Exercise requirements:
Repeat the whole listing exactly as written.

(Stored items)

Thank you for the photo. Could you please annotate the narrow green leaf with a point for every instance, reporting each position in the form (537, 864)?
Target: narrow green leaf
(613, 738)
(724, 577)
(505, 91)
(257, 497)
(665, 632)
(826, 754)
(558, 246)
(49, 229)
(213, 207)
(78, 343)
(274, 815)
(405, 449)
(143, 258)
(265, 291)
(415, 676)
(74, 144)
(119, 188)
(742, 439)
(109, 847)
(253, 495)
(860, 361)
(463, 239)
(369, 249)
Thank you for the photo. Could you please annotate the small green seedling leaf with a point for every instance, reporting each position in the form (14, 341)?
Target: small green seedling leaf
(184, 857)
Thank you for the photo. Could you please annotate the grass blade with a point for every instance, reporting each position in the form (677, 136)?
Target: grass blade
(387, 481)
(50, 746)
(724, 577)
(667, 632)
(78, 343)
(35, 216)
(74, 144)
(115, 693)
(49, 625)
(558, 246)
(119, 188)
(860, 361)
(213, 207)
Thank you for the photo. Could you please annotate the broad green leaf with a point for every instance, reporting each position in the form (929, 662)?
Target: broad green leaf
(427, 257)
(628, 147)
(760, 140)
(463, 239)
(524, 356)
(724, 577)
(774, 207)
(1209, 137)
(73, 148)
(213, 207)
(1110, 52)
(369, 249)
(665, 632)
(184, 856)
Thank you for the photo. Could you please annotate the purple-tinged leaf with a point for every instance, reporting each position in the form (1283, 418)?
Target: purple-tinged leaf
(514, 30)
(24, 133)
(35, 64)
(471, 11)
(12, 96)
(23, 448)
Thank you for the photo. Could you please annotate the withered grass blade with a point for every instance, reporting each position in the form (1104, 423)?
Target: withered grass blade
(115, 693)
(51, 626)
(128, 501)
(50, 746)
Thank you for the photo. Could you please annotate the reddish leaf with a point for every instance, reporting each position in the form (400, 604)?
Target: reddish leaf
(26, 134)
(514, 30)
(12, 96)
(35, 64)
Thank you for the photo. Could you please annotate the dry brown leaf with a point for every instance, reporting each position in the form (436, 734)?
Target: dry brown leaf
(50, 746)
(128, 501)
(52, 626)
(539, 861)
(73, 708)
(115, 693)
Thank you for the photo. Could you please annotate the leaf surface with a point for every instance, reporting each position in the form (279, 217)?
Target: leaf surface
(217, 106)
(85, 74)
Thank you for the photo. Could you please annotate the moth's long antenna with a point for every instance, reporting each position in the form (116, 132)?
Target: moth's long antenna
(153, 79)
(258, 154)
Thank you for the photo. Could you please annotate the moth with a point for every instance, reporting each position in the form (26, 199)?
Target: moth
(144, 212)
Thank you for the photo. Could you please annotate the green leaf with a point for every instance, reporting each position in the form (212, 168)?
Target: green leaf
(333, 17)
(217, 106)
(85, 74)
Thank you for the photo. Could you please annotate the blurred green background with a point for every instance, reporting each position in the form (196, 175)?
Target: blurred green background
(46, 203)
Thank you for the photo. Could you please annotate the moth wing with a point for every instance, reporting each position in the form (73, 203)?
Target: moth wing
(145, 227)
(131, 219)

The solution:
Thank you for the photo. Could you please annotate the narrow green leaf with a point for every instance, reporting each position in the form (537, 864)?
Target: narrow green leaf
(613, 738)
(724, 577)
(505, 91)
(257, 497)
(665, 632)
(826, 754)
(558, 246)
(49, 229)
(213, 207)
(78, 343)
(274, 815)
(405, 449)
(143, 258)
(265, 291)
(415, 676)
(74, 144)
(119, 188)
(742, 439)
(109, 847)
(253, 495)
(860, 361)
(463, 239)
(369, 249)
Thank you for the photo. Could you please annotate the small green seedling leaf with a point for every instance, reporting each position in the form (14, 341)?
Target: small green seedling leaf
(184, 857)
Thank you for the photo. Could you please annotate the grass blade with a point for every instance, reporting each position in the form (677, 136)?
Target: grass blade
(387, 481)
(50, 746)
(724, 577)
(667, 632)
(78, 343)
(35, 216)
(74, 144)
(115, 693)
(49, 625)
(558, 246)
(119, 188)
(860, 361)
(213, 207)
Thank you for the photo. Could you please annotate the broad green leaf with a point for every instance, reporting each position in the form (929, 662)?
Target: broad green leaf
(427, 257)
(628, 147)
(760, 140)
(463, 239)
(524, 356)
(724, 577)
(774, 207)
(1209, 137)
(73, 148)
(213, 207)
(1110, 52)
(369, 249)
(665, 632)
(184, 856)
Thank you for the photo. Could you please annotate the purple-tinged leaf with a point for every instance, reporting each position in the form (1283, 418)?
Target: purple-tinged leaf
(514, 30)
(24, 133)
(35, 64)
(471, 11)
(12, 96)
(23, 448)
Thank you for the photo. Could you please annotate the withered grass blade with a point for every instance, reporting each position in the form (1104, 423)?
Target: withered grass blade
(115, 693)
(51, 626)
(128, 501)
(50, 746)
Thank you for the photo. Could you please annotate the reddish leaf with a point for every instance, reporting each position in the form (400, 604)?
Target: reddish leaf
(26, 134)
(514, 30)
(12, 96)
(35, 64)
Thank you for the photo. Could you please annotate the dry brown leaf with a point for every instance, reporting each position in the form (436, 734)?
Target: dry brown leaf
(50, 746)
(128, 501)
(52, 626)
(539, 861)
(73, 708)
(115, 693)
Thank you for the photo. Could you please annotate the leaf surface with a point for every instance, reporting each position in the form (279, 217)?
Target: leaf surface
(217, 106)
(85, 74)
Thank you for the photo. Could you please annotate the moth's long antenna with a point for every instance, reporting each position in the form (116, 132)?
Target: moth's long antenna
(153, 79)
(258, 154)
Thank you for the photo. Could you please annotate the moth with a point for every instance, reporting each position in the form (26, 199)?
Target: moth
(144, 212)
Thank you for the photo. Could you please annotate the green leaf with a point for every instance, reporting each position in the form (212, 168)?
Target: green leaf
(333, 17)
(217, 106)
(85, 74)
Thank you for the photo. Could you please annotate the blurred green background with a point for every instance, reporting each position in the form (196, 175)?
Target: blurred green background
(46, 203)
Thank you for the photo. Could you please annotate the moth wing with a point for every instance, reporting each position in the form (73, 203)?
Target: moth wing
(145, 227)
(131, 219)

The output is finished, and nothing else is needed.